Given request: Copy out every one of the records below word for word, keeping each line as it stands.

Provided entries:
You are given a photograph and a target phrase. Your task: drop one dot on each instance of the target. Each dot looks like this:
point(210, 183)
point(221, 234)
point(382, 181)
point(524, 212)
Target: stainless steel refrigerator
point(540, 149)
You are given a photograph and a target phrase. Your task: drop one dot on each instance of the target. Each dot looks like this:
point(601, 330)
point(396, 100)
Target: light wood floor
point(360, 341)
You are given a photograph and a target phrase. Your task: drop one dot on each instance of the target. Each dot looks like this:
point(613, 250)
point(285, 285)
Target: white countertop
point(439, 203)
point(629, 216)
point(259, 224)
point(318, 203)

Solved exercise:
You are given a photograph and a target phrase. Your task: drop one dot on each instance of the target. Each dot looks like this:
point(210, 183)
point(221, 234)
point(382, 181)
point(524, 212)
Target: stainless steel refrigerator
point(540, 149)
You are given a photograph and a target phrase. Your task: drop one dot on each instance of the target. Each dot looks like this:
point(601, 330)
point(396, 100)
Target: light wood floor
point(360, 341)
You are given a photograph and a target phrase. Your task: drop one dot on each instance of the target. Each dot looks like this:
point(613, 250)
point(285, 285)
Target: white countertop
point(439, 203)
point(629, 216)
point(259, 224)
point(318, 203)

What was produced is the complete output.